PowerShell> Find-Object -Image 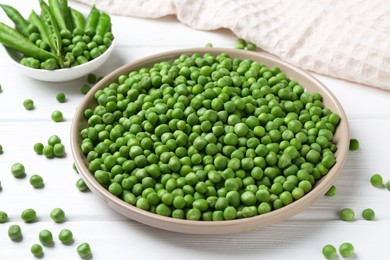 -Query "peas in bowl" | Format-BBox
[71,48,349,234]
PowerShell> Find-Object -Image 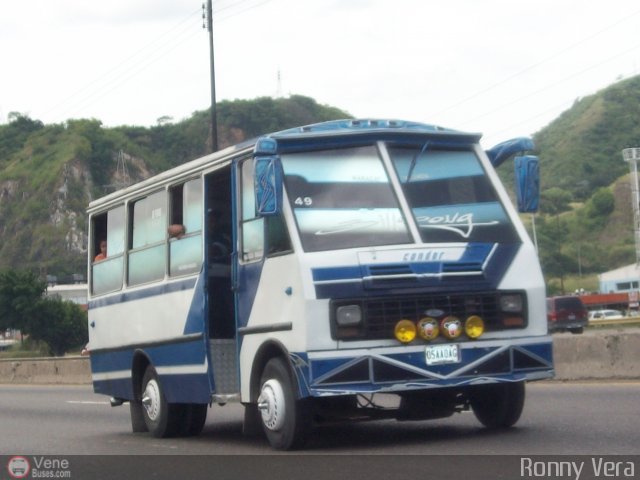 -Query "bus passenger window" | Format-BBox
[128,190,167,285]
[267,215,293,255]
[91,206,124,295]
[169,178,203,276]
[242,160,264,262]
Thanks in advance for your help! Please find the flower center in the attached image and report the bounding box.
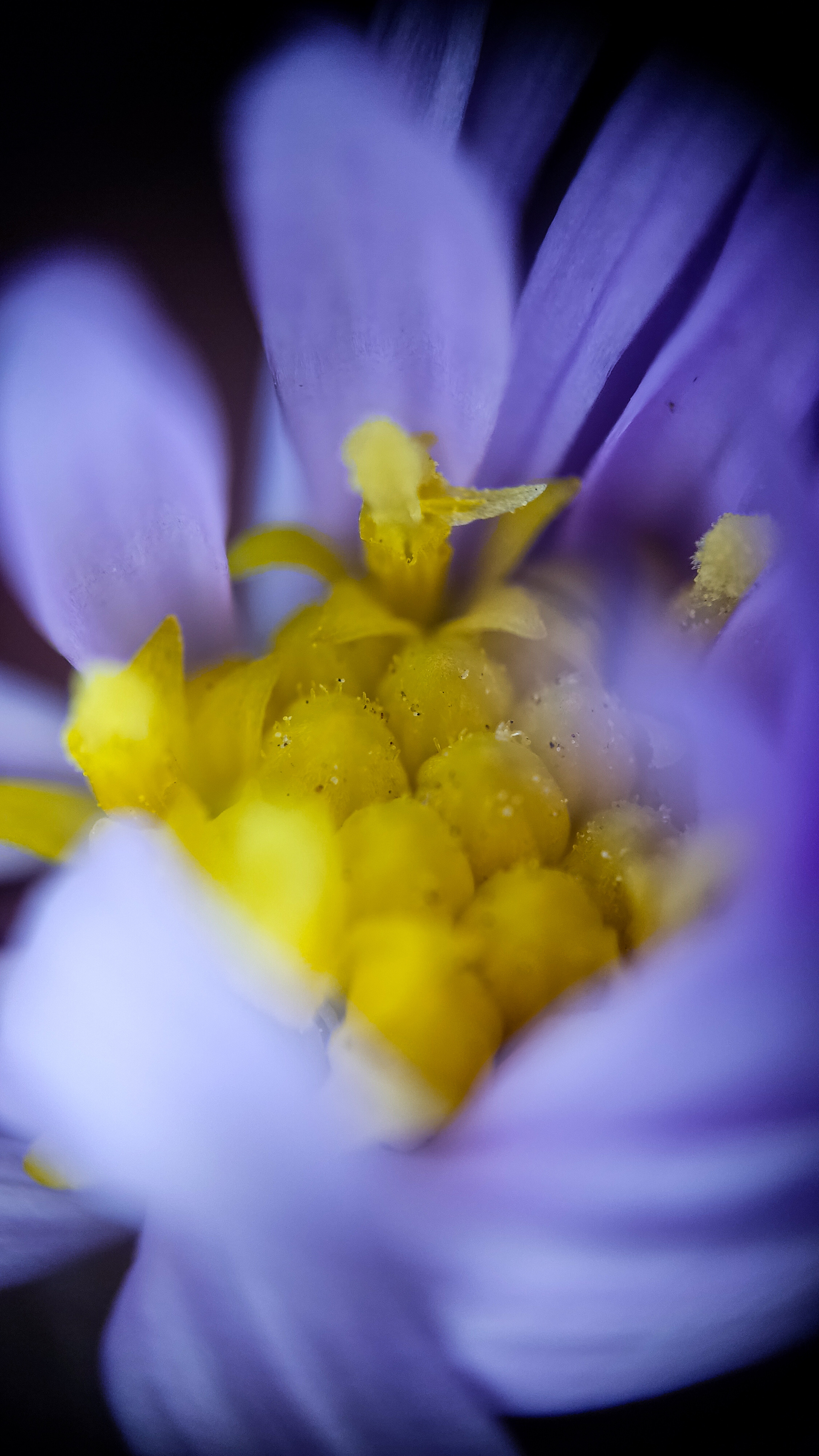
[0,419,767,1136]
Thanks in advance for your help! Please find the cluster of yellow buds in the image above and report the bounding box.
[0,419,759,1136]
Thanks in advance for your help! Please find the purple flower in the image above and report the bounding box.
[0,14,819,1453]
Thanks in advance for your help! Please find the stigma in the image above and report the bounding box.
[0,419,771,1147]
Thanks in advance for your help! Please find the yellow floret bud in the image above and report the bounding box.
[260,693,410,824]
[516,673,637,821]
[418,734,568,881]
[338,799,475,919]
[168,791,341,1003]
[335,916,503,1111]
[271,603,395,716]
[64,617,186,814]
[342,418,436,525]
[461,865,618,1035]
[358,507,452,626]
[378,638,511,775]
[673,513,775,636]
[564,804,673,949]
[185,657,277,811]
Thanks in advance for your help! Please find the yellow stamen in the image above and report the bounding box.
[338,798,475,920]
[260,693,408,824]
[64,617,185,814]
[675,513,775,635]
[11,419,725,1135]
[473,476,580,591]
[418,732,568,881]
[462,865,618,1035]
[227,525,347,581]
[378,636,511,776]
[23,1137,79,1192]
[0,779,96,859]
[336,916,503,1111]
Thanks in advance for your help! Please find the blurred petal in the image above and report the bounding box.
[0,254,232,665]
[227,32,510,536]
[481,60,762,485]
[395,643,819,1412]
[0,824,509,1456]
[0,1130,122,1287]
[0,664,77,884]
[565,150,819,549]
[404,903,819,1412]
[462,14,599,211]
[0,664,77,781]
[372,0,487,146]
[233,363,326,652]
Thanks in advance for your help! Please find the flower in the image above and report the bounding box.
[0,14,819,1452]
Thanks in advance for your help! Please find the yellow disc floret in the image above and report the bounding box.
[418,732,568,881]
[260,693,410,824]
[14,418,752,1175]
[64,617,186,814]
[378,638,511,776]
[335,916,503,1111]
[461,865,618,1035]
[338,798,475,919]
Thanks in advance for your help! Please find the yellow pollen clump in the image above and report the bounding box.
[675,513,777,635]
[418,732,568,881]
[565,804,673,949]
[6,419,769,1153]
[514,673,637,821]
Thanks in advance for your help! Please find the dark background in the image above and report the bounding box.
[0,0,819,1456]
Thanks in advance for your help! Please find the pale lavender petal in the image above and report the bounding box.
[0,824,509,1456]
[370,0,487,146]
[0,840,44,885]
[481,60,764,485]
[565,150,819,549]
[0,664,77,781]
[0,254,232,665]
[227,32,511,536]
[0,1128,122,1287]
[461,14,599,211]
[404,904,819,1412]
[235,361,326,652]
[394,637,819,1412]
[0,663,79,884]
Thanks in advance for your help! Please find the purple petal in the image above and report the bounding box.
[0,824,509,1456]
[481,61,762,485]
[565,152,819,549]
[395,635,819,1412]
[0,664,77,781]
[462,14,599,211]
[235,361,326,652]
[0,254,232,665]
[404,903,819,1412]
[227,34,511,534]
[372,0,484,146]
[0,1130,122,1287]
[0,664,77,884]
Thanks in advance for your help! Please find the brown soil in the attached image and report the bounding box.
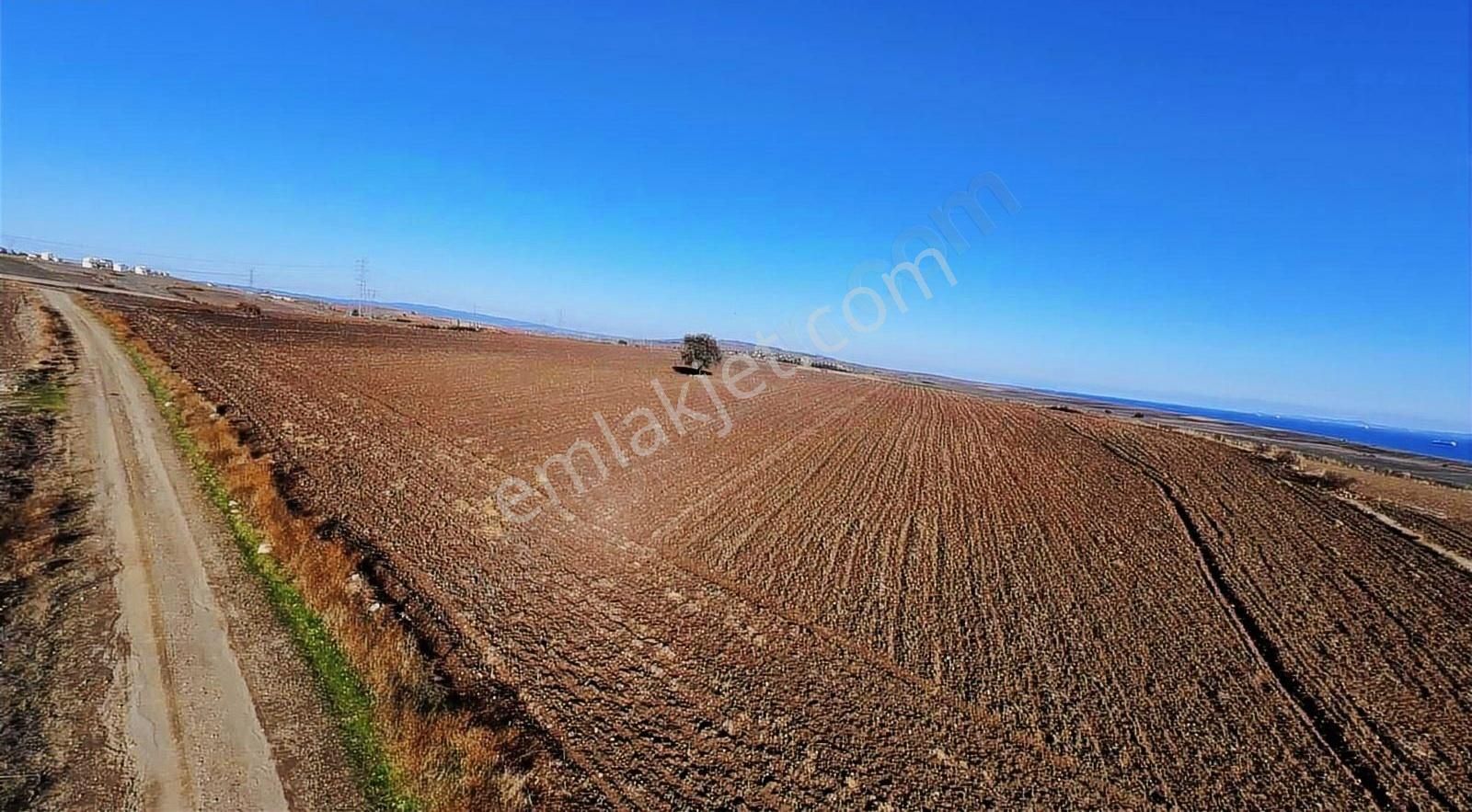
[98,300,1472,807]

# SHORT TASK:
Please reproduce verbatim the entries between the line holding "Thanks in advance for your help! Please find the purple flower" and the line holding "[0,14,819,1452]", including both of those lines.

# SOLUTION FOR THIS PROBLEM:
Thanks in advance for your help! Please find the purple flower in the image above and report the bounding box.
[0,14,819,1453]
Thanks in advance for your help! Please find the stigma in the image above and report the bounding box.
[0,419,771,1147]
Thanks in advance for your help! Please find the yellow floret bud in the image above and report the bounding box.
[260,693,410,824]
[516,673,637,821]
[418,734,568,881]
[338,799,475,919]
[168,791,341,1003]
[335,916,503,1111]
[271,603,395,716]
[64,617,186,814]
[342,418,436,525]
[461,865,618,1035]
[358,507,452,626]
[378,638,511,775]
[673,513,775,636]
[564,804,673,949]
[185,657,277,811]
Thanks in advance for your help! Please find the yellow stamen in the image above and report the bounding box.
[338,798,475,920]
[260,693,408,824]
[64,617,185,814]
[675,513,775,635]
[11,419,725,1135]
[473,476,580,591]
[418,732,568,881]
[462,865,618,1035]
[227,525,347,581]
[378,636,511,776]
[23,1137,79,1192]
[0,779,96,859]
[336,916,503,1111]
Thanks in advance for your help! Please find the blurred petal in the image above and report the bounding box.
[0,254,232,665]
[227,32,510,536]
[481,60,762,485]
[395,643,819,1412]
[0,824,509,1456]
[0,1130,122,1287]
[0,664,77,884]
[565,150,819,549]
[404,903,819,1412]
[462,14,599,211]
[0,664,77,781]
[372,0,487,146]
[233,363,326,652]
Thanks in advance for your help! Please find the flower in the image above and report the bounding box.
[0,14,819,1452]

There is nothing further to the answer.